Task brief: Every line from the one containing "pin: the car dealership" to the end of the records below, written out word for word, is the whole answer.
•••••
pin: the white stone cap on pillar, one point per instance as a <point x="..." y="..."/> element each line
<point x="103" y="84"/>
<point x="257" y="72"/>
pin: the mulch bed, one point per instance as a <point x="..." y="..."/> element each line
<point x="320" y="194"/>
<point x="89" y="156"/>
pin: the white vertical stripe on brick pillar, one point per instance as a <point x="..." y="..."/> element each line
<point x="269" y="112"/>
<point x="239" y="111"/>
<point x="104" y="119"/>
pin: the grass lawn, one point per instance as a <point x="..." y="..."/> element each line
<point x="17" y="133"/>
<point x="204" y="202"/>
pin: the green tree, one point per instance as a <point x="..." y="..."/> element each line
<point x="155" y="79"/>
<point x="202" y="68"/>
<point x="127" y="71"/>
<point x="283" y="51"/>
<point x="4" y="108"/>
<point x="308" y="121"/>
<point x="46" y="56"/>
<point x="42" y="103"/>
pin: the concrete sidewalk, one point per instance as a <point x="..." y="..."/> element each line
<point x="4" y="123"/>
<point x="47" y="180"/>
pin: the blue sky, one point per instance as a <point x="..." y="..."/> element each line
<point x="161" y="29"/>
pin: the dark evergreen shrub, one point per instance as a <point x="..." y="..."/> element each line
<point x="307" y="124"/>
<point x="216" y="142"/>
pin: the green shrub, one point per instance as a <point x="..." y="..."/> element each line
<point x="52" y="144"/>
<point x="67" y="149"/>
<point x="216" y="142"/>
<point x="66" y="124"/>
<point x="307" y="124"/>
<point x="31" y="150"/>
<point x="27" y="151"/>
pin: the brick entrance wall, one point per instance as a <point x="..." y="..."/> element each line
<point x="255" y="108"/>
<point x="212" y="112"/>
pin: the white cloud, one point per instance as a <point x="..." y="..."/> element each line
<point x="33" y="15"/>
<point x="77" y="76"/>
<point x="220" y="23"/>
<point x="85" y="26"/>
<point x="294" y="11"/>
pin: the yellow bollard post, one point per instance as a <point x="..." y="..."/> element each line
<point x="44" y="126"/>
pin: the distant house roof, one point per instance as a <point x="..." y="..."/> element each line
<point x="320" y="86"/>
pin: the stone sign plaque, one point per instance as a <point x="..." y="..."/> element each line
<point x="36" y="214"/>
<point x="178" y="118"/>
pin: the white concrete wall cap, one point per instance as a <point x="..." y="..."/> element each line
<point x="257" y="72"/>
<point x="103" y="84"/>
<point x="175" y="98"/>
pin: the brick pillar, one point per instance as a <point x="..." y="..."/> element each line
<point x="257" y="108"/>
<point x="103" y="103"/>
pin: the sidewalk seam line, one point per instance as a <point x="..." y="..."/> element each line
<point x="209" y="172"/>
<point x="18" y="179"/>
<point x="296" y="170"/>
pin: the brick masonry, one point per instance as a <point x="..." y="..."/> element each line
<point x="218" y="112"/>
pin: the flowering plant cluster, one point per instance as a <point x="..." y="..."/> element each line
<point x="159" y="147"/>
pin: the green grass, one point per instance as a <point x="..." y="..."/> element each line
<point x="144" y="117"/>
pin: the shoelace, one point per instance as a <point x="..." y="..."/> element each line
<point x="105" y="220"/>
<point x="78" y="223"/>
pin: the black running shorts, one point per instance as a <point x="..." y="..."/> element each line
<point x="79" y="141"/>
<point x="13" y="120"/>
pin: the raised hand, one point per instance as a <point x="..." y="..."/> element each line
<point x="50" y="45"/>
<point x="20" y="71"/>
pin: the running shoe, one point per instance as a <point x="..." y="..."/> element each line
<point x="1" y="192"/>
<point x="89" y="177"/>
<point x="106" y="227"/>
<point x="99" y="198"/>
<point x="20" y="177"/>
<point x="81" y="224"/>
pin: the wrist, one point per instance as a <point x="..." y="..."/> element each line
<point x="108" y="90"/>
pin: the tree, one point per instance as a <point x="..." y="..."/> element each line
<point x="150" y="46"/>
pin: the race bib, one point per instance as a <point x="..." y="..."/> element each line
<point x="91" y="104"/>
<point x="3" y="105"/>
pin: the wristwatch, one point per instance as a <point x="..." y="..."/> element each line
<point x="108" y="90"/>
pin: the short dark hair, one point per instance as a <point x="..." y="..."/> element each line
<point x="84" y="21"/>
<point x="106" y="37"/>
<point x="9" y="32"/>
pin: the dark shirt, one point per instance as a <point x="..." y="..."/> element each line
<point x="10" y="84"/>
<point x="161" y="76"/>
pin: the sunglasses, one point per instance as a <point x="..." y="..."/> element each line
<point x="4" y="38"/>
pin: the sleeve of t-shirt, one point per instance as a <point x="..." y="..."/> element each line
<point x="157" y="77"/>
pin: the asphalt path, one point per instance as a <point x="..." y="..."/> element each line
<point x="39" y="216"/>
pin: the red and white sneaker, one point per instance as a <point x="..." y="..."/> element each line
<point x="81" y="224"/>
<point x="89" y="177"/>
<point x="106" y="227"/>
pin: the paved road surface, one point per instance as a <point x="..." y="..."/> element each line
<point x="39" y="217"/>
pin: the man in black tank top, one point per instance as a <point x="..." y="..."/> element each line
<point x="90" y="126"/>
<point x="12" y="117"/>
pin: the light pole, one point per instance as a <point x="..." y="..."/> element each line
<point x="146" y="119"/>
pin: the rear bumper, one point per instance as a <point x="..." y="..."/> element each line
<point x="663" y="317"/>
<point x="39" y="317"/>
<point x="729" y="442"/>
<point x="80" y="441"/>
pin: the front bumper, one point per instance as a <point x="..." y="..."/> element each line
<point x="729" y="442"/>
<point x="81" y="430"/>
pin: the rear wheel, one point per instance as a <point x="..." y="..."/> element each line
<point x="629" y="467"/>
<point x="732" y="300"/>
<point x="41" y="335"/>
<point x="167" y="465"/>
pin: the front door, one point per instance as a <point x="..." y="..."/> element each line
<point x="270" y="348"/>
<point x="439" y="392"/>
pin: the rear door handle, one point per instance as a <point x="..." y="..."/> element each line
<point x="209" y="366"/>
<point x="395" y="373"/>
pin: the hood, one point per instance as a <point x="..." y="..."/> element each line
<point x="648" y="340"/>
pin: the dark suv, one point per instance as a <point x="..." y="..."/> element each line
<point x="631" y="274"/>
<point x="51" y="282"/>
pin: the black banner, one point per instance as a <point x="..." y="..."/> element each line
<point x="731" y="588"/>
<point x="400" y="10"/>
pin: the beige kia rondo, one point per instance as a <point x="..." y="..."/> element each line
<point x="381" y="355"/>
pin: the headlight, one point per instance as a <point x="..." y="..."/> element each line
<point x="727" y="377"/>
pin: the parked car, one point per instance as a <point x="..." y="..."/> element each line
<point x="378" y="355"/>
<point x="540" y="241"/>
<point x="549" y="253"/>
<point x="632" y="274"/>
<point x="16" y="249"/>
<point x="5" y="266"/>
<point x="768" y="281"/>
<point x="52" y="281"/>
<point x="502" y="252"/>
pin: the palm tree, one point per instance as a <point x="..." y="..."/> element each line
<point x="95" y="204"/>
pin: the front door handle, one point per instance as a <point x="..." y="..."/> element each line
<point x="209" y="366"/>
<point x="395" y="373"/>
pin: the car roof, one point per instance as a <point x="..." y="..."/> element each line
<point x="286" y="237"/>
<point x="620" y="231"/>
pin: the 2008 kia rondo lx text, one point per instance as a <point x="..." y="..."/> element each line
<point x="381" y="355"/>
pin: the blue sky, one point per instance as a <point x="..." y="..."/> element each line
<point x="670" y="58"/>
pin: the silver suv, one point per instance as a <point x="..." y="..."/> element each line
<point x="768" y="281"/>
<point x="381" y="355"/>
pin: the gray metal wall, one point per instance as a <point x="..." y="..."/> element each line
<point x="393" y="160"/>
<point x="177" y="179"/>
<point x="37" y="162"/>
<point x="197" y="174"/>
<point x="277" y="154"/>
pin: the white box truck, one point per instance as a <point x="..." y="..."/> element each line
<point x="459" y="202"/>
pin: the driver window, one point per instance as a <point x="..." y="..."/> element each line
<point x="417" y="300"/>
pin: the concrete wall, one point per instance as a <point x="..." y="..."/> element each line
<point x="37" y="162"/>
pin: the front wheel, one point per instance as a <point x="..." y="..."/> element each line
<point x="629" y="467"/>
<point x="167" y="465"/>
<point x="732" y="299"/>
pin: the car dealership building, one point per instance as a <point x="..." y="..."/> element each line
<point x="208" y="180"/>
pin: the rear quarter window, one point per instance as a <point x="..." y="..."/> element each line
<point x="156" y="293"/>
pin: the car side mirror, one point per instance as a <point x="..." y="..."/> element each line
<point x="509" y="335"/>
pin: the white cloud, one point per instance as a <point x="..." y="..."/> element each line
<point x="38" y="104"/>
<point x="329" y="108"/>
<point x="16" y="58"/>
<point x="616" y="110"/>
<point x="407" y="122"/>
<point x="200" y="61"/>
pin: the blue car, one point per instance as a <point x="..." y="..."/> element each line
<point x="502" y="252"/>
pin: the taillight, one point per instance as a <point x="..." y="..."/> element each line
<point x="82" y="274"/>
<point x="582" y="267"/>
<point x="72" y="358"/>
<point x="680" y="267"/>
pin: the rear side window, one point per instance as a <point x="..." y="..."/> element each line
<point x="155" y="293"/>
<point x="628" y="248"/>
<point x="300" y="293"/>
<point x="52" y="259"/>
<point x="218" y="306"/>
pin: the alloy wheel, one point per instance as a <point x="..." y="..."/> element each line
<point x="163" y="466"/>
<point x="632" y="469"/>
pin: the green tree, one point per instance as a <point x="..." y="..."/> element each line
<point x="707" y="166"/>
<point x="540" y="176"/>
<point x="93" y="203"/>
•••••
Task answer:
pin: the car dealership building, one point per instance as a <point x="..." y="..."/> element each line
<point x="208" y="180"/>
pin: the rear quarter window, one point per instance as a <point x="..." y="..."/> element each line
<point x="156" y="293"/>
pin: the car side mirror, one point per instance as a <point x="..." y="..."/> element each line
<point x="509" y="335"/>
pin: the white cloud, one point per instance as a <point x="..." y="..."/> element each line
<point x="38" y="104"/>
<point x="329" y="108"/>
<point x="16" y="58"/>
<point x="616" y="110"/>
<point x="407" y="122"/>
<point x="200" y="61"/>
pin: the blue car, one point per instance as a <point x="..." y="..."/> element each line
<point x="502" y="252"/>
pin: the taillight, one point per instance as a <point x="..." y="..."/> element each line
<point x="82" y="274"/>
<point x="582" y="267"/>
<point x="72" y="358"/>
<point x="680" y="267"/>
pin: the rear side window, one point per instance as a <point x="..." y="..."/> element each line
<point x="155" y="293"/>
<point x="628" y="248"/>
<point x="300" y="293"/>
<point x="52" y="259"/>
<point x="218" y="306"/>
pin: the alloy wheel, one point per instance as a <point x="..." y="..."/> element each line
<point x="163" y="466"/>
<point x="632" y="469"/>
pin: the green tree, one point per instance as a <point x="..." y="..."/> element each line
<point x="707" y="166"/>
<point x="540" y="176"/>
<point x="93" y="203"/>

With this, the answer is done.